Dataset records -
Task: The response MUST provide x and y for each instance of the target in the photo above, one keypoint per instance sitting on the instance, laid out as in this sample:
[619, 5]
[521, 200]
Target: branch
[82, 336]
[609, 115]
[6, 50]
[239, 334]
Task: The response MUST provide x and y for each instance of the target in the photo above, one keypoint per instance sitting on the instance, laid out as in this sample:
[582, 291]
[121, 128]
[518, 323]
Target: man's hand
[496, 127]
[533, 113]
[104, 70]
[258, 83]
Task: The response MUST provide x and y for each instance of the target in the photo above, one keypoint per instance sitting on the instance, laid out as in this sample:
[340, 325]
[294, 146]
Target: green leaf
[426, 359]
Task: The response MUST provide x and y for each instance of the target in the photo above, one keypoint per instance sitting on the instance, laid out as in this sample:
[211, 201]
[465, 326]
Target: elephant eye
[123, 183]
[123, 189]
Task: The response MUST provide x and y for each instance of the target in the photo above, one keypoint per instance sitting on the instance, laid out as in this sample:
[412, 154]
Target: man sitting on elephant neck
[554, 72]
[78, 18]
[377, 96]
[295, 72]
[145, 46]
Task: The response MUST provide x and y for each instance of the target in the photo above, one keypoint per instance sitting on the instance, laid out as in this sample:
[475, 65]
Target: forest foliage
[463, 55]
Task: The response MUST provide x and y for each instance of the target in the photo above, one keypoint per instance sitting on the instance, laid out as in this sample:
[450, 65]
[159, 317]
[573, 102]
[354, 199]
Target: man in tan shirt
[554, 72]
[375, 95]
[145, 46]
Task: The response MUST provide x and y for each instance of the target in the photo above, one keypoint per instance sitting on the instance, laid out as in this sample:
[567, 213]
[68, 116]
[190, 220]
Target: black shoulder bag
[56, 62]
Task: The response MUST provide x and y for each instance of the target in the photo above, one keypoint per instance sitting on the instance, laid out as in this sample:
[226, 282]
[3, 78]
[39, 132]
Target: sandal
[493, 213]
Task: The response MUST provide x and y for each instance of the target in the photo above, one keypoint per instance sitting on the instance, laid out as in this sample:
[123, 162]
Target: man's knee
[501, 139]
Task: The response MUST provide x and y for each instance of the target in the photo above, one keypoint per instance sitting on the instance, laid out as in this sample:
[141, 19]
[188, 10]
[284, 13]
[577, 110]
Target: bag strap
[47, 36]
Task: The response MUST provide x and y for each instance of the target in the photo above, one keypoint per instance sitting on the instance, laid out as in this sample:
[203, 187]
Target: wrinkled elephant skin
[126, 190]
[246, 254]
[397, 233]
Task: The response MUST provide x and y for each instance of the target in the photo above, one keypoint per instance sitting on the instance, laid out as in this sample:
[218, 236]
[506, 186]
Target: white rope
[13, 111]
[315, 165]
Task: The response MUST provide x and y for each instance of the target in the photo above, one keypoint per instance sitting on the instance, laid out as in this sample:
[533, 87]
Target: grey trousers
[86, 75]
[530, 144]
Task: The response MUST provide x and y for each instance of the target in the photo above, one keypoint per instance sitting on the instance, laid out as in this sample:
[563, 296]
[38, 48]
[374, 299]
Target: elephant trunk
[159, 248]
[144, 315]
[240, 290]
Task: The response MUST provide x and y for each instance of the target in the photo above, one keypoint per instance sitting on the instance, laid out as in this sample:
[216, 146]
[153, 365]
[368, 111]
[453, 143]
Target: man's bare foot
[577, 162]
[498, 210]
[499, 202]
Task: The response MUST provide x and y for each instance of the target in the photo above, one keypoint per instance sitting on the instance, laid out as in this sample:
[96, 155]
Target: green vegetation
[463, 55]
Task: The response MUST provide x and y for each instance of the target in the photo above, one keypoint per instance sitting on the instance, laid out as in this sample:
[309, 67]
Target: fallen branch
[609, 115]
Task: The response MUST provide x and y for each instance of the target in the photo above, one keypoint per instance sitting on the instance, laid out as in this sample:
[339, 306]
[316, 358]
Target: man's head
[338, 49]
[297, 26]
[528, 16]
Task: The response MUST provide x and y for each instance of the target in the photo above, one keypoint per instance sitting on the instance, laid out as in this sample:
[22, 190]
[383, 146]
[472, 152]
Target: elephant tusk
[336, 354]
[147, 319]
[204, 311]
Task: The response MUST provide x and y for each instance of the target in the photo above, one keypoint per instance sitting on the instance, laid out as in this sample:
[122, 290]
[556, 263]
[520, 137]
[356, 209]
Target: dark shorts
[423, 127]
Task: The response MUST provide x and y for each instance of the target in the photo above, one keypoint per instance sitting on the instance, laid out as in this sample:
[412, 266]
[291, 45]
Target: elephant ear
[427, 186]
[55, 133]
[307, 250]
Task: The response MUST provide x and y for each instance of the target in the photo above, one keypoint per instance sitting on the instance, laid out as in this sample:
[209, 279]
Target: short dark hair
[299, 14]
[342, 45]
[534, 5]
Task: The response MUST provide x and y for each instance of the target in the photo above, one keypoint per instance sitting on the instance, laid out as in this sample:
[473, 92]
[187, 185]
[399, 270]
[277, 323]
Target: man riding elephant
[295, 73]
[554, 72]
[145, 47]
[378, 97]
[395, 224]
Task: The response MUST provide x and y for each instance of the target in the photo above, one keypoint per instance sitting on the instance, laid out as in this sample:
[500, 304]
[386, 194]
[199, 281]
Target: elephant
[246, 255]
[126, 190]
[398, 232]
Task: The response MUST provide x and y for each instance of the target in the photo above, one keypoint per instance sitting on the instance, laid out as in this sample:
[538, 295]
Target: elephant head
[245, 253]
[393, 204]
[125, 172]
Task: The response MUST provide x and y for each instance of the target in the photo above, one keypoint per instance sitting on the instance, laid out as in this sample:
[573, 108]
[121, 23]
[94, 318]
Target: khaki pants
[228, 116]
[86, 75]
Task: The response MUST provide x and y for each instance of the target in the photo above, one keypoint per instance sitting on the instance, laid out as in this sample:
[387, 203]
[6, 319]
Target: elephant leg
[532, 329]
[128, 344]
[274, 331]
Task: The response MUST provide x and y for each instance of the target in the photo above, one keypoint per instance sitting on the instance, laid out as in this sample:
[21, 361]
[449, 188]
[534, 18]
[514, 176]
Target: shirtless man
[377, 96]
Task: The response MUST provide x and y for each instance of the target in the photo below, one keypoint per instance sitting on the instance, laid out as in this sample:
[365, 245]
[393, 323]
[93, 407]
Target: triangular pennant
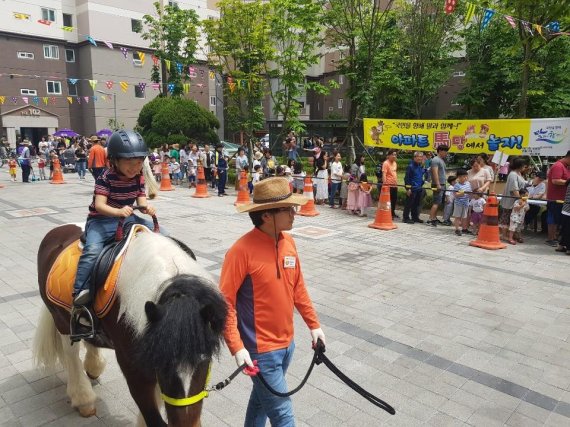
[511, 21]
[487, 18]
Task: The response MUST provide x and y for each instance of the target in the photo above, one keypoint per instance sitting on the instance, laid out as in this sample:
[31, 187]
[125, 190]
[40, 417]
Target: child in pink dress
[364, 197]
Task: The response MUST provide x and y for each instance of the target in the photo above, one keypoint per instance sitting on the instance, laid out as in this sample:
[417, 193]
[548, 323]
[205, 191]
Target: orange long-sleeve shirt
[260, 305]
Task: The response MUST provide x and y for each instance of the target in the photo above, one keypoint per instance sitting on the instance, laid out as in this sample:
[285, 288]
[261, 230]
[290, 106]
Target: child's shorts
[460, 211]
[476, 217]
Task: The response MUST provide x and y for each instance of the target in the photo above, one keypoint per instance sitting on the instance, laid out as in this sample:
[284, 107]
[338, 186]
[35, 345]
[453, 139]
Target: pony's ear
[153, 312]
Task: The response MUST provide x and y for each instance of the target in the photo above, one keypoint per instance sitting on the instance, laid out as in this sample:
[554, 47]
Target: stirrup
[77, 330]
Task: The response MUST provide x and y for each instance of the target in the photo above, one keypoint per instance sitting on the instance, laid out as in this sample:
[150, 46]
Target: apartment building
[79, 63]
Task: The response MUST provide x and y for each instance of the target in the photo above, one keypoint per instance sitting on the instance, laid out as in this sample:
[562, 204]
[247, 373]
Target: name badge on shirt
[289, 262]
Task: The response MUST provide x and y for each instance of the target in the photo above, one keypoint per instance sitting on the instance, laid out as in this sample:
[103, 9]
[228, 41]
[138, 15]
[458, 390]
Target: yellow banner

Description of the task - Look in the material above for the line with "Target: elephant leg" and the line with "photo below, one", and transcribe exactly those lines and all lines between them, nothing more.

Exercise output -
Target: elephant leg
[532, 329]
[128, 344]
[274, 331]
Task: The response MUST provide x and y for each instance of the target in the photo above, one keypoint per instance sitting on the instance, laid out as in this sample:
[21, 361]
[449, 188]
[534, 18]
[514, 176]
Target: shirtless man
[377, 96]
Task: The response MUST provide x and y for each instance of the target in the photo below, one keypoint per instance sitting on the instance, laid out as in this sample:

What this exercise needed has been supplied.